Every line below that includes the word "monitor" needs to be copied.

Dataset entries
════════
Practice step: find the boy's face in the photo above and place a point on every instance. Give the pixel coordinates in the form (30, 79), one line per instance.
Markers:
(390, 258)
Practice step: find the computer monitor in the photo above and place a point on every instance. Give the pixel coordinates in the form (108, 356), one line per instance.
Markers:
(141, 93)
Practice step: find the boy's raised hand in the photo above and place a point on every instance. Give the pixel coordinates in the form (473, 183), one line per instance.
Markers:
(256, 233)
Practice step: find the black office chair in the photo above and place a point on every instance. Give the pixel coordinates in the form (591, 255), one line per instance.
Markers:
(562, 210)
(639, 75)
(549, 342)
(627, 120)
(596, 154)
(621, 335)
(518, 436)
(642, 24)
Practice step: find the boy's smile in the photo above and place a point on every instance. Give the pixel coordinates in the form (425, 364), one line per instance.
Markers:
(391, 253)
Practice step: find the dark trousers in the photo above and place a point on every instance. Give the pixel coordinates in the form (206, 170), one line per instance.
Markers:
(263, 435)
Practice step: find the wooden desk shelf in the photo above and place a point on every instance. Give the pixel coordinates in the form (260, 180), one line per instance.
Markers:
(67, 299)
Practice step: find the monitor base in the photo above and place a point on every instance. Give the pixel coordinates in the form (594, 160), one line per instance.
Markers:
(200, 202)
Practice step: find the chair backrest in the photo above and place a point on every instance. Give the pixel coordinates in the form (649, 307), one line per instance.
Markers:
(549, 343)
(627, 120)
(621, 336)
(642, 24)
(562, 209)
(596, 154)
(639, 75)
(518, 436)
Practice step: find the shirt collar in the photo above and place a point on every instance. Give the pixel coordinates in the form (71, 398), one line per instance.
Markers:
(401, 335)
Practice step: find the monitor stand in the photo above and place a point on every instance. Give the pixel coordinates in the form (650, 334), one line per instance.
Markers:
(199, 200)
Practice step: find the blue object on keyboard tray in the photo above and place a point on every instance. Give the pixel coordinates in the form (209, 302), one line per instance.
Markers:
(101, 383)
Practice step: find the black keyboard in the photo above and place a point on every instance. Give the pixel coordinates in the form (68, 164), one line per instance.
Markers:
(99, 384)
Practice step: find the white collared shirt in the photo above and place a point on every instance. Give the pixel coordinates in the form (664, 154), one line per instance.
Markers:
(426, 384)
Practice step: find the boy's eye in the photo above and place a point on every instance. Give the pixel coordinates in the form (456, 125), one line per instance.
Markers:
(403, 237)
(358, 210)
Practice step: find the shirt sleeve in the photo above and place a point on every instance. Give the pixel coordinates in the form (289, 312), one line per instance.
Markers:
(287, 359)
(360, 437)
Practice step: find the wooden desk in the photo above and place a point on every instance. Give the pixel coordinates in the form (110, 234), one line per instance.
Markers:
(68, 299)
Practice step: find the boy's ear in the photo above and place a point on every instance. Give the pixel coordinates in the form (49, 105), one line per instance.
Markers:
════════
__Result of the exercise__.
Practice step: find the computer monitor in the photo above and place a point on every instance. Give the pixel coordinates in the form (108, 356), one line per instance.
Practice step: find the monitor base in the photo above and place a point on every instance. Give the pixel coordinates in the form (594, 160), one line per instance.
Practice step: find the monitor stand in the photo above and place a point on every instance. Give the pixel coordinates in the form (650, 334), one line per instance.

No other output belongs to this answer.